Gib aus dem Text über Bürgerpflichten in Verfassungen den Abschnitt von „Wenn Guido Westerwelle“ bis „Schichten des Volkes.“ wortgetreu wieder.

══ Bereitgestellter Text ══

In der geltenden türkischen Verfassung ist der Vorrang des ewigen unteilbaren türkischen Staates vor den Rechten der Einzelnen deutlich festgeschrieben. Die Rechte des einzelnen Staatsbürgers sind dem Ewigkeitsrang des namentlich in der Verfassung erwähnten unsterblichen Staatsgründers Kemal Atatürk nachgeordnet. Hieraus ergeben sich für die Bürger eine ganze Reihe von Verpflichtungen, die ausdrücklich auch eine Einschränkung der Grundrechte ermöglichen.
Erst kürzlich las ich im Artikel 4 der italienischen Verfassung: „Jeder Bürger hat die Pflicht, gemäß eigenem Vermögen und eigener Entscheidung eine Tätigkeit oder ein Amt auszuüben, das zum materiellen und geistigen Fortschritt der Gesellschaft beiträgt.“ Die italienische Verfassung enthält also neben dem Recht auf Arbeit auch eine Pflicht zur „gesellschaftlich nützlichen Tätigkeit“.
Das deutsche Grundgesetz kennt demgegenüber weder eine Leistungspflicht des einzelnen gegenüber der Gesellschaft noch eine Arbeitspflicht, wie sie etwa Rosa Luxemburg forderte und die sozialistischen Staaten auch umgesetzt haben. Die deutsche Verfassung schützt vornehmlich die Rechte des einzelnen, und sie regelt zweitens das Verhältnis der staatlichen Organe untereinander. Der Staat hat aber gegenüber den einzelnen fast keine unmittelbar durchsetzbaren verfassungsrechtlichen Ansprüche. Der Staat ist also laut Grundgesetz im Wesentlichen Wahrer und Hüter der Grundrechte des einzelnen, und in diesem Sinne ist er auch „Anspruchsgegner“ des einzelnen. Er ist aber kein „Anspruchsteller“ für den einzelnen. Die Ansprüche des Staates an den einzelnen Bürger ergeben sich nur vermittels einzelner Gesetze, die keinen Verfassungsrang haben!
Die sozialistischen Staaten hatten – soweit ich weiß: alle – die Arbeitspflicht in ihren Verfassungen.
Wenn Guido Westerwelle also unserer Hartz-IV-Debatte sozialistische Züge bescheinigt, so dürfte er fehlgehen. Gerade die sozialistischen Staaten haben es nicht geduldet, dass Bürger sich den Ansprüchen und den Zwängen des diktatorisch geführten Staates entzogen. Dass ganze Familien sich über Generationen hinweg auf die Alimentierung des Staates verlassen, das war meines Wissens im Sozialismus kaum denkbar.
Zwar gab es auch im Sozialismus Nichtstuer, die sich auf ihrer Stellung ausruhten, aber diese fanden sich kaum in den „unteren“ Schichten des Volkes.

═══
══ Vorliegende Zeilen ══

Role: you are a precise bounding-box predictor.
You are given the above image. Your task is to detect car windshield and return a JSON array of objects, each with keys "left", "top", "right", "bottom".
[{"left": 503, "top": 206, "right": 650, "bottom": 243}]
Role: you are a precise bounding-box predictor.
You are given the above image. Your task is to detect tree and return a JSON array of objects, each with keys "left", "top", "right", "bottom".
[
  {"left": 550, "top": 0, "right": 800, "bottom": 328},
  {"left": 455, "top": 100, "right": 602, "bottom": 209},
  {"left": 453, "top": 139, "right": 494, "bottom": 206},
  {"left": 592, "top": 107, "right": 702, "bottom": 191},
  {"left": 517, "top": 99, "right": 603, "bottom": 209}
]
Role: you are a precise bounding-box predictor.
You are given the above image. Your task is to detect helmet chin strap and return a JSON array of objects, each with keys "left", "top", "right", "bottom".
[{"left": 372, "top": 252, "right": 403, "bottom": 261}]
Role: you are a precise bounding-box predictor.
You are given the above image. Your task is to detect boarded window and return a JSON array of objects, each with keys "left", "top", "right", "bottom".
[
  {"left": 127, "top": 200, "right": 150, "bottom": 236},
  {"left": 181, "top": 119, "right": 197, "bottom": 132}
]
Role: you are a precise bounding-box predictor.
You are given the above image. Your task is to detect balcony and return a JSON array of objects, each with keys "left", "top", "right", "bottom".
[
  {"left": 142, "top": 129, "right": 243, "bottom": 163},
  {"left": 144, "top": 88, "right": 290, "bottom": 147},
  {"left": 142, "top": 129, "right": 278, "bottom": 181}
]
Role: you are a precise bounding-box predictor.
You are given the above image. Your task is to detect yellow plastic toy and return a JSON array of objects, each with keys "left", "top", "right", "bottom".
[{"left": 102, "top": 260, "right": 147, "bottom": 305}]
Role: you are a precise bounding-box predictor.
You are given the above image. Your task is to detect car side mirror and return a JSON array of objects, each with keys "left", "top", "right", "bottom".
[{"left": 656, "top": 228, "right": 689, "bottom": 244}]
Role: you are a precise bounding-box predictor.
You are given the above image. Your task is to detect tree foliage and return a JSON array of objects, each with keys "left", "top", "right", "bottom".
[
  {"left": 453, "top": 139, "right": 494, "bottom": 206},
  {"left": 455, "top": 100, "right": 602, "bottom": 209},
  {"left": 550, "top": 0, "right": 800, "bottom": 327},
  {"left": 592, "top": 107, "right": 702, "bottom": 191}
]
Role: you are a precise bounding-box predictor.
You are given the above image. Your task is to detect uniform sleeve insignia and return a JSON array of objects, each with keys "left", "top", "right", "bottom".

═══

Schriftliche Antwort ::
Wenn Guido Westerwelle also unserer Hartz-IV-Debatte sozialistische Züge bescheinigt, so dürfte er fehlgehen. Gerade die sozialistischen Staaten haben es nicht geduldet, dass Bürger sich den Ansprüchen und den Zwängen des diktatorisch geführten Staates entzogen. Dass ganze Familien sich über Generationen hinweg auf die Alimentierung des Staates verlassen, das war meines Wissens im Sozialismus kaum denkbar.
Zwar gab es auch im Sozialismus Nichtstuer, die sich auf ihrer Stellung ausruhten, aber diese fanden sich kaum in den „unteren“ Schichten des Volkes.